→ Task requirements: Update the entries from the line containing "Practice task. Find the sandy" through the end of the entries, replacing "outline" with "boundary", and reproduce those lines with everything else unchanged.

(Object point labels)
........
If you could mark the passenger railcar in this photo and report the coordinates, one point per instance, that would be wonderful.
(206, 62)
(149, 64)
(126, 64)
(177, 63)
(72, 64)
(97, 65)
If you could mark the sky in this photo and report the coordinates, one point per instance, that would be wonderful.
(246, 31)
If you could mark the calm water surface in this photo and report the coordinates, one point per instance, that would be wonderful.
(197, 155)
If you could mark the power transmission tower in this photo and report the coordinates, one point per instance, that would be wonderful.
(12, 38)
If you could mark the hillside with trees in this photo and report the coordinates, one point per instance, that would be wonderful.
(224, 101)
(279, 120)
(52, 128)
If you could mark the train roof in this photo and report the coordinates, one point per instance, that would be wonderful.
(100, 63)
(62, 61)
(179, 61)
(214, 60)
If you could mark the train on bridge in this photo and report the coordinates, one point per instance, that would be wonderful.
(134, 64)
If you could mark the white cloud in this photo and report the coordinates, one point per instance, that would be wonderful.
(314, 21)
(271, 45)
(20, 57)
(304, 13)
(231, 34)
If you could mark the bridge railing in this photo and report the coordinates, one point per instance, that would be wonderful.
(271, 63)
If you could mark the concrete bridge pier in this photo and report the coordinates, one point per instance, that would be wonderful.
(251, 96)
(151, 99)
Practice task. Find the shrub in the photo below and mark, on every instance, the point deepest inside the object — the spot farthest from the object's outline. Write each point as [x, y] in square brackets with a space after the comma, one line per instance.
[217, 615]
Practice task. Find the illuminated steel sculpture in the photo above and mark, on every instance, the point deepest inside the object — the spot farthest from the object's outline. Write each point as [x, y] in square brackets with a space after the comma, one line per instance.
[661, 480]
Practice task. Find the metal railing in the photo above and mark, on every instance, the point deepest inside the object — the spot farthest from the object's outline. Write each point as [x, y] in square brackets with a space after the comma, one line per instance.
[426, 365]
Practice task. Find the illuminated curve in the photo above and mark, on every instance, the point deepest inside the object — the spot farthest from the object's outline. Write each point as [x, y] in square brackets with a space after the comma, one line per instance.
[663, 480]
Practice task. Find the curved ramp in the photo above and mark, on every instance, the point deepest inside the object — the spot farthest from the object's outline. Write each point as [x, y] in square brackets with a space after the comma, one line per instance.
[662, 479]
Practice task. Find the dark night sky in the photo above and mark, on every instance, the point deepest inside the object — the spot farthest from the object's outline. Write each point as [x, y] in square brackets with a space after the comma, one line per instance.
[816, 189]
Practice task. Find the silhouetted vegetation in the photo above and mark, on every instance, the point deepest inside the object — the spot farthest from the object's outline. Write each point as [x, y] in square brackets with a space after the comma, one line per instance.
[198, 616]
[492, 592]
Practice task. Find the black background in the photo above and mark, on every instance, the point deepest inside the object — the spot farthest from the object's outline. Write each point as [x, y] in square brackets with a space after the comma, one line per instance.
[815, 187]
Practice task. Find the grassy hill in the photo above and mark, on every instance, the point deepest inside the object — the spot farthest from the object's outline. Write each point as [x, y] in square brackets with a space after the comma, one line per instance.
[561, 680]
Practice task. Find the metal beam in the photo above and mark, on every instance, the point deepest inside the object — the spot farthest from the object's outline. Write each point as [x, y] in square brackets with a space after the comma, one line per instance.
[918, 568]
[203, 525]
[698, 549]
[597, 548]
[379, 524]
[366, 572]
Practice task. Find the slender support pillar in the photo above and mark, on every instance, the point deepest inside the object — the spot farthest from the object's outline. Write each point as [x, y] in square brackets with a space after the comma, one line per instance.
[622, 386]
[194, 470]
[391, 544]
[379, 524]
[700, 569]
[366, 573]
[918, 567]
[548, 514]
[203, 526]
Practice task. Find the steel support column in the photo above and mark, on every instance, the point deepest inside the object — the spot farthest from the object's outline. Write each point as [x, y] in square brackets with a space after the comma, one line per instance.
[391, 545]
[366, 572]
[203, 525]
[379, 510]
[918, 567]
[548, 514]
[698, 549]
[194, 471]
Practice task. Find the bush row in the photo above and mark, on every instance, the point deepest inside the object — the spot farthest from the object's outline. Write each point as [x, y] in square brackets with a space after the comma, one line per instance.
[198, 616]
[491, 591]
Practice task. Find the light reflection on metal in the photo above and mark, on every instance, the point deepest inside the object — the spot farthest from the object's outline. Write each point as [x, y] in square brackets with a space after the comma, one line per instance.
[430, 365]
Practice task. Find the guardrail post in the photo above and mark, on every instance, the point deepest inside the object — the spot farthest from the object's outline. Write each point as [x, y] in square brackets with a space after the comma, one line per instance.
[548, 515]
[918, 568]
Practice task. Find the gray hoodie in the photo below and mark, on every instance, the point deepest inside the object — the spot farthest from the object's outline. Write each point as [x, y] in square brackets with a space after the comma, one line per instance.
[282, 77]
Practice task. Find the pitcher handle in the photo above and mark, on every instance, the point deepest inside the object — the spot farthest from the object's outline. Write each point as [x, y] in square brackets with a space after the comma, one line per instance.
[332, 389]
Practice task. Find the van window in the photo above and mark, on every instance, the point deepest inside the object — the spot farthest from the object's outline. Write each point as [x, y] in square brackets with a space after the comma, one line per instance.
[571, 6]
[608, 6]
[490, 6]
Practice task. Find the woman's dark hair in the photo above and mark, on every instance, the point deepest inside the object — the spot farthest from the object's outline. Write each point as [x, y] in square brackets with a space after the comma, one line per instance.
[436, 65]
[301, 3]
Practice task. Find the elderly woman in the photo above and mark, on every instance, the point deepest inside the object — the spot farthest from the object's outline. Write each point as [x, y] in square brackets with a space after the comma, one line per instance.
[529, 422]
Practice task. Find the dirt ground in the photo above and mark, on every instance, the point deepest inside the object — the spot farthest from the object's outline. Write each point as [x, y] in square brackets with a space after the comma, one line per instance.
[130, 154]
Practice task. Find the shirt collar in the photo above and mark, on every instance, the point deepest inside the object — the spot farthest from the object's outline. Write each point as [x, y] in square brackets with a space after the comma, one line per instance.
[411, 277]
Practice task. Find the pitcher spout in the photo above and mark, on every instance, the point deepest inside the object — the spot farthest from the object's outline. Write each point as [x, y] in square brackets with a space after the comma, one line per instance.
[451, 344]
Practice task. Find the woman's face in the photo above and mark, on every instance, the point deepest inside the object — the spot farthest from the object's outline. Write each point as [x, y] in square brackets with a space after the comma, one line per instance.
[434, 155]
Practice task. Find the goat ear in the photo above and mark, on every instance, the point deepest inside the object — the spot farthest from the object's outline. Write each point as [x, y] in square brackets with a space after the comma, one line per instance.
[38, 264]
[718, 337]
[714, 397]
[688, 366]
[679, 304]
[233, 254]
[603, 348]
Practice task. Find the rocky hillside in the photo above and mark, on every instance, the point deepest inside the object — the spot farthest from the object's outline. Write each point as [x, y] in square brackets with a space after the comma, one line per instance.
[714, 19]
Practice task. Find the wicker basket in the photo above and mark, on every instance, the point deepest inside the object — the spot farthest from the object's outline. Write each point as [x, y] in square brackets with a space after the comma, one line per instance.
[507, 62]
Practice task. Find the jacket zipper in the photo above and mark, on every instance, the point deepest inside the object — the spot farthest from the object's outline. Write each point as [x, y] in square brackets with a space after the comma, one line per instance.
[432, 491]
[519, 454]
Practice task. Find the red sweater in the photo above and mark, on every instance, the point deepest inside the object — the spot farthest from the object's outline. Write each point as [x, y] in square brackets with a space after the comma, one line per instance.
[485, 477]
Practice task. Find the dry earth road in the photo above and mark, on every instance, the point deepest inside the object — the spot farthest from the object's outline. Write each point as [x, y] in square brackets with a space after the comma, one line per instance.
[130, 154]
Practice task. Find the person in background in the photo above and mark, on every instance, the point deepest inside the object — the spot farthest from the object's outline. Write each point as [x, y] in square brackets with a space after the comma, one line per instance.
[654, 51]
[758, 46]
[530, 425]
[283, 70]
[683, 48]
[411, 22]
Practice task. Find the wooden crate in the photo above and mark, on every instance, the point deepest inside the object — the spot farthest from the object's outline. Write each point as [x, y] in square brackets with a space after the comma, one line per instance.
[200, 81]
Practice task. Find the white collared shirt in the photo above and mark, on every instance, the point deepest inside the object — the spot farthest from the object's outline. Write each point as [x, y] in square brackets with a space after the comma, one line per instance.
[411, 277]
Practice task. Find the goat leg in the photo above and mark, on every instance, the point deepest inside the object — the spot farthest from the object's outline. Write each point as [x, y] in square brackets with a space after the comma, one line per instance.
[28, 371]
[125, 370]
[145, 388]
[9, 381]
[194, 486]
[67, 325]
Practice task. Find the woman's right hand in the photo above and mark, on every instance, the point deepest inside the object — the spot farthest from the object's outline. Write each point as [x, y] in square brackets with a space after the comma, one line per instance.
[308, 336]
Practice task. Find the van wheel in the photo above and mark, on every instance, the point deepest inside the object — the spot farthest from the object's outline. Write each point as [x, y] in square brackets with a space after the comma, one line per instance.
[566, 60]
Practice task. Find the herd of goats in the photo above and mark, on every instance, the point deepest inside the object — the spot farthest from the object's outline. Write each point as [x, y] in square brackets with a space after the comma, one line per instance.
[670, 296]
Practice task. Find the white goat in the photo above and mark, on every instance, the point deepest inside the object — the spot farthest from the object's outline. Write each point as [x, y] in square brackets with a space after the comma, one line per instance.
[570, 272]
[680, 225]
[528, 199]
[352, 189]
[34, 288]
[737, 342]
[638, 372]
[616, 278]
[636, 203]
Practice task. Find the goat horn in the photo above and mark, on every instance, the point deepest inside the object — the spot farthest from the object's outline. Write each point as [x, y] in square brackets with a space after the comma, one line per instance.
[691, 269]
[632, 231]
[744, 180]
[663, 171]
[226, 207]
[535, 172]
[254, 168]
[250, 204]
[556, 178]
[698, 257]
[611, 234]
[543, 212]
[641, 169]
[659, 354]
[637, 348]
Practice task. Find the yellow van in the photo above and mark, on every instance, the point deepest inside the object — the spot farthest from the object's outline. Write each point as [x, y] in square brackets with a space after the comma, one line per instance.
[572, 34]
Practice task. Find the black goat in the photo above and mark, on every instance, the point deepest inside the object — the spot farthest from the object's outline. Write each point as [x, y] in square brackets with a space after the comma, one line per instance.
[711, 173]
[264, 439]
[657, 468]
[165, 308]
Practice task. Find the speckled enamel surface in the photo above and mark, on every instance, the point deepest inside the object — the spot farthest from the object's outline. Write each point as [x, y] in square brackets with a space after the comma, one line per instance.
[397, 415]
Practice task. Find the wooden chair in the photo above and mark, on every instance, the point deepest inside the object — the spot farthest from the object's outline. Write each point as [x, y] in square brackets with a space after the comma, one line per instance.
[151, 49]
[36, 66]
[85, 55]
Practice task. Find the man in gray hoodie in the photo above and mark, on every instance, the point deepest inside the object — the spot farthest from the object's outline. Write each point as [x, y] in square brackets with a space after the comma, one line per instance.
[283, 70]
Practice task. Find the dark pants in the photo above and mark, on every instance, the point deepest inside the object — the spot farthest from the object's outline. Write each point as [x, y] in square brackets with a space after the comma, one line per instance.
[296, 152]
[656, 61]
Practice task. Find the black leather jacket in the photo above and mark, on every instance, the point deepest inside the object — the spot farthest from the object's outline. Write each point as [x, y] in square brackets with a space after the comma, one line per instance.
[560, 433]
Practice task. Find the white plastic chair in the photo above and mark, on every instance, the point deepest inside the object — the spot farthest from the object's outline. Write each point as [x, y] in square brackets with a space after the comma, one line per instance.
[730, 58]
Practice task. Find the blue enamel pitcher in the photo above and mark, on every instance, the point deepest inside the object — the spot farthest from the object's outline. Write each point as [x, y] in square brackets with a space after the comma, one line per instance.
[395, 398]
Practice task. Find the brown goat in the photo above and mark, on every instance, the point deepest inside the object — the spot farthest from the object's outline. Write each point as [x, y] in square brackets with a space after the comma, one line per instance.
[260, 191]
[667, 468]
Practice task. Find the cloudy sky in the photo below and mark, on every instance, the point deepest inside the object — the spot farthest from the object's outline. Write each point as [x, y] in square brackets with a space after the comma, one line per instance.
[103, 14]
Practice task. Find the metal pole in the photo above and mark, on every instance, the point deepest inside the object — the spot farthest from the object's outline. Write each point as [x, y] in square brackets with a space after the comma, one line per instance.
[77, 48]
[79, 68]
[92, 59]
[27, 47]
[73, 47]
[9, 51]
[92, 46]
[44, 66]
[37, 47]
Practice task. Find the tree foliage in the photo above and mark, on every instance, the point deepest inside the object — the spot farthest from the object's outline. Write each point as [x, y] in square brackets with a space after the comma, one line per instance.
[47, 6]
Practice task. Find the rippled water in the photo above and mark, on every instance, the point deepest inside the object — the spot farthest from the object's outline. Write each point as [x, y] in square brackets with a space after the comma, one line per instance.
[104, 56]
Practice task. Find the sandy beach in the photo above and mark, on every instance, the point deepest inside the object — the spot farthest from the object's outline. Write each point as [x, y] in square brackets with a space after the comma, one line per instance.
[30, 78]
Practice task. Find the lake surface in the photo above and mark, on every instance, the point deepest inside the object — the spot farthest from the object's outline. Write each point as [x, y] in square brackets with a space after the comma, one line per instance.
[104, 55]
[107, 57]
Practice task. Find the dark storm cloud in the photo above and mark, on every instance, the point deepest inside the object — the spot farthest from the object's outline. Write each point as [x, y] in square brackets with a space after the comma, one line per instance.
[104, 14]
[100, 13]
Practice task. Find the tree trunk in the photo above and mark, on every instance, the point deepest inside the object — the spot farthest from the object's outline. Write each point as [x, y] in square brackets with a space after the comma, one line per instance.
........
→ Solution to the problem:
Practice task. Find the sandy beach in the photo above and mark, on every instance, the point deepest inside the object — the spot farthest from the object's boundary. Write each point as [x, y] in square brackets with a space after the comma, one line per instance.
[30, 78]
Practice task. Find the lake surface in the photo above and mark, on every instance, the point deepest inside the object — the spot farthest from the object's boundary. Write each point as [x, y] in square brackets with a space after the comma, one line per instance.
[104, 55]
[107, 57]
Practice task. Find the dark storm cloud in the photo above and mark, on every instance, the point deepest inside the object — the spot farthest from the object's boundary. Write each point as [x, y] in square brackets with a space after the comma, one line per instance.
[104, 14]
[100, 13]
Practice task. Find the tree trunk in the photo above and mark, on every instance, the point deepest inside the object — the spot farthest from the object's boundary. Write each point as [x, y] in square brackets with a space after the comma, one line per instance.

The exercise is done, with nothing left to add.